**WRITTEN PROBLEM**
Copy every entry below word for word. Leave the pictures out of your copy.

**INPUT**
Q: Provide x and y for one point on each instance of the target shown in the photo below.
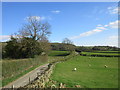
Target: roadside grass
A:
(13, 69)
(90, 72)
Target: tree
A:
(67, 41)
(68, 44)
(31, 40)
(35, 29)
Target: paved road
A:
(24, 80)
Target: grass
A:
(94, 76)
(103, 53)
(59, 53)
(13, 69)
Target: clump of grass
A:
(13, 69)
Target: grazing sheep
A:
(77, 86)
(105, 66)
(75, 69)
(62, 85)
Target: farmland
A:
(90, 72)
(13, 69)
(102, 53)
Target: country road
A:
(24, 80)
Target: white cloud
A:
(99, 25)
(112, 40)
(4, 37)
(38, 18)
(114, 24)
(94, 31)
(99, 28)
(114, 10)
(56, 11)
(86, 34)
(113, 37)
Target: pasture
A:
(15, 68)
(59, 53)
(102, 53)
(90, 73)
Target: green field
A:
(59, 53)
(102, 53)
(15, 68)
(90, 72)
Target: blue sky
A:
(85, 23)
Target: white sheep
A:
(75, 69)
(105, 66)
(89, 65)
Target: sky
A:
(84, 23)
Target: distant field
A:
(13, 69)
(59, 53)
(90, 73)
(103, 53)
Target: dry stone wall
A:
(42, 78)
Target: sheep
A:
(105, 66)
(77, 86)
(75, 69)
(89, 65)
(62, 85)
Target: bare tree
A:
(35, 29)
(67, 41)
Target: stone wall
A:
(42, 78)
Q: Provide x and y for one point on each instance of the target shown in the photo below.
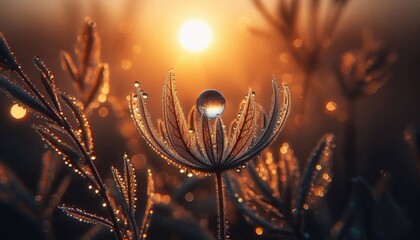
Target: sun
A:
(195, 35)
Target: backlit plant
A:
(202, 145)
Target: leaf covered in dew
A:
(317, 175)
(83, 132)
(148, 212)
(83, 216)
(127, 185)
(68, 64)
(48, 80)
(88, 73)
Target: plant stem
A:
(221, 211)
(350, 138)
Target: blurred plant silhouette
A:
(274, 194)
(197, 146)
(360, 73)
(67, 130)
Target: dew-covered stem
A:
(221, 210)
(37, 94)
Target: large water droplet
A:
(211, 103)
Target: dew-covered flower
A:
(274, 193)
(201, 143)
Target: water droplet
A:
(211, 103)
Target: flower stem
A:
(221, 211)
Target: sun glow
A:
(195, 35)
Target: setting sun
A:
(195, 35)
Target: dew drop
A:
(211, 103)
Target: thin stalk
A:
(37, 94)
(350, 138)
(221, 211)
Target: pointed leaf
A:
(81, 119)
(220, 139)
(67, 63)
(148, 212)
(47, 78)
(243, 129)
(175, 122)
(317, 174)
(7, 58)
(280, 107)
(131, 183)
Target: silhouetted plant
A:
(275, 193)
(307, 29)
(360, 73)
(67, 131)
(200, 146)
(39, 207)
(88, 73)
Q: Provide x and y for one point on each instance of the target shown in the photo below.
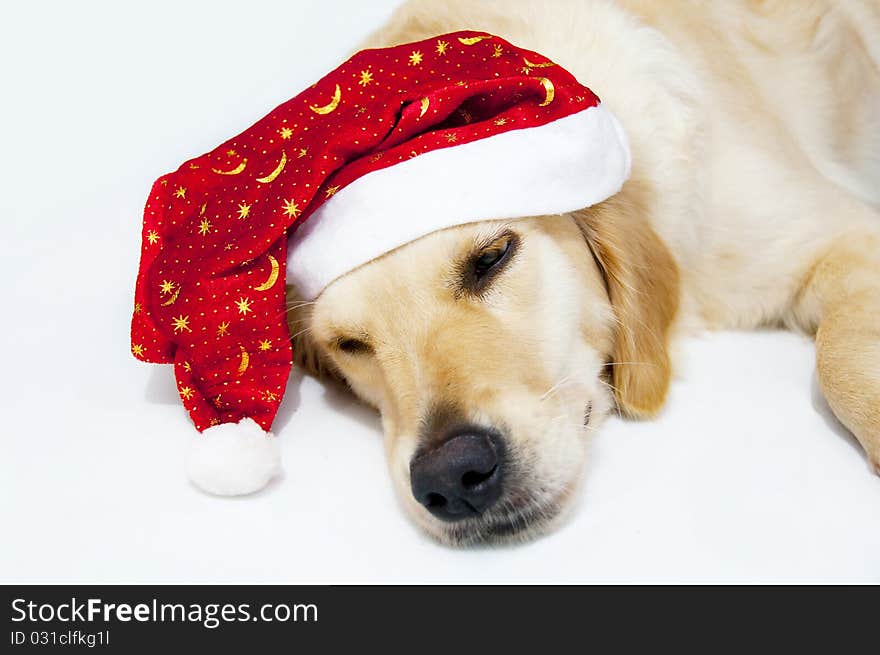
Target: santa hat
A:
(462, 127)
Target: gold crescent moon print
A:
(546, 64)
(271, 176)
(549, 90)
(471, 40)
(273, 276)
(245, 361)
(235, 171)
(330, 106)
(173, 297)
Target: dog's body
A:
(755, 131)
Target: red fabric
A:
(210, 294)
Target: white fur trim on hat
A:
(569, 164)
(233, 459)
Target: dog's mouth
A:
(511, 522)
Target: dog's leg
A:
(840, 303)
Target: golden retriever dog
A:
(755, 133)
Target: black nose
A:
(461, 477)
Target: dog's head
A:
(492, 349)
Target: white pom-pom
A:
(233, 459)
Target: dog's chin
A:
(505, 525)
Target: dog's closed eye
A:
(484, 264)
(353, 346)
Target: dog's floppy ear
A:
(643, 285)
(306, 353)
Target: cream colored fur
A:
(755, 131)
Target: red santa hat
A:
(463, 127)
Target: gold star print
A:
(181, 323)
(244, 306)
(291, 208)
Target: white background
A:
(745, 477)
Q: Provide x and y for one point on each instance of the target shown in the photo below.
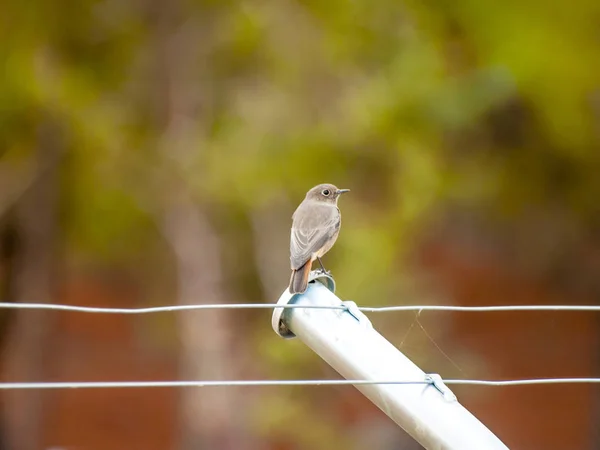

**CORRECT ANSWER**
Q: Provide x and y for one point on each instance of the target shown in the photo below.
Target: roadside grass
A:
(13, 69)
(90, 72)
Target: tree
A:
(67, 41)
(68, 44)
(31, 40)
(35, 29)
Target: paved road
A:
(24, 80)
Target: grass
A:
(94, 76)
(103, 53)
(59, 53)
(13, 69)
Target: clump of grass
A:
(13, 69)
Target: grazing sheep
A:
(77, 86)
(105, 66)
(75, 69)
(62, 85)
Target: farmland
A:
(90, 72)
(13, 69)
(102, 53)
Target: country road
A:
(24, 80)
Target: white cloud
A:
(99, 25)
(112, 40)
(4, 37)
(38, 18)
(114, 24)
(94, 31)
(99, 28)
(114, 10)
(56, 11)
(86, 34)
(113, 37)
Target: pasture
A:
(15, 68)
(59, 53)
(102, 53)
(90, 73)
Target: green field
A:
(59, 53)
(102, 53)
(15, 68)
(90, 72)
Target: blue sky
A:
(85, 23)
Target: white sheep
A:
(75, 69)
(105, 66)
(89, 65)
Target: sky
A:
(84, 23)
Target: distant field
A:
(13, 69)
(59, 53)
(90, 73)
(103, 53)
Target: dry stone wall
A:
(42, 78)
Target: sheep
A:
(105, 66)
(77, 86)
(75, 69)
(89, 65)
(62, 85)
Target: bare tree
A:
(35, 29)
(67, 41)
Target: stone wall
A:
(42, 78)
Q: Provide x and y for one point on each instance of the target shown in the photo below.
Target: sun
A:
(195, 35)
Target: backlit plant
A:
(202, 145)
Target: leaf covered in dew
A:
(317, 175)
(83, 132)
(148, 212)
(83, 216)
(127, 185)
(68, 64)
(48, 80)
(88, 73)
Target: plant stem
A:
(221, 211)
(350, 138)
Target: blurred plant silhouette
A:
(274, 194)
(197, 146)
(360, 73)
(67, 130)
Target: dew-covered stem
A:
(221, 210)
(37, 94)
Target: large water droplet
A:
(211, 103)
Target: dew-covered flower
A:
(274, 193)
(201, 143)
Target: water droplet
A:
(211, 103)
Target: flower stem
A:
(221, 211)
Target: sun glow
A:
(195, 35)
Target: setting sun
A:
(195, 35)
Target: dew drop
A:
(211, 103)
Target: thin stalk
A:
(37, 94)
(350, 138)
(221, 211)
Target: pointed leaf
A:
(81, 119)
(220, 139)
(67, 63)
(148, 212)
(47, 78)
(243, 129)
(175, 122)
(317, 174)
(7, 58)
(280, 107)
(131, 183)
Target: silhouetted plant
A:
(275, 193)
(307, 29)
(360, 73)
(67, 131)
(200, 146)
(39, 207)
(88, 73)
Q: Provide x and y for one point on each instance of the target shown in the photo below.
Target: santa hat
A:
(462, 127)
Target: gold crescent moon print
A:
(546, 64)
(271, 176)
(549, 90)
(471, 40)
(273, 276)
(245, 361)
(235, 171)
(330, 106)
(173, 297)
Target: dog's body
A:
(755, 131)
Target: red fabric
A:
(210, 294)
Target: white fur trim on hat
A:
(569, 164)
(233, 459)
Target: dog's mouth
A:
(511, 522)
Target: dog's leg
A:
(840, 303)
Target: golden retriever dog
A:
(755, 133)
Target: black nose
A:
(461, 477)
Target: dog's head
A:
(492, 349)
Target: white pom-pom
A:
(233, 459)
Target: dog's chin
A:
(505, 525)
Target: dog's closed eye
A:
(484, 264)
(353, 346)
Target: dog's floppy ear
A:
(643, 285)
(306, 353)
Target: cream colored fur
A:
(755, 131)
Target: red santa hat
A:
(463, 127)
Target: gold star print
A:
(181, 323)
(244, 306)
(291, 208)
Target: white background
A:
(745, 477)
Q: Provide x and y for one point on each instance of the target shown in the photo below.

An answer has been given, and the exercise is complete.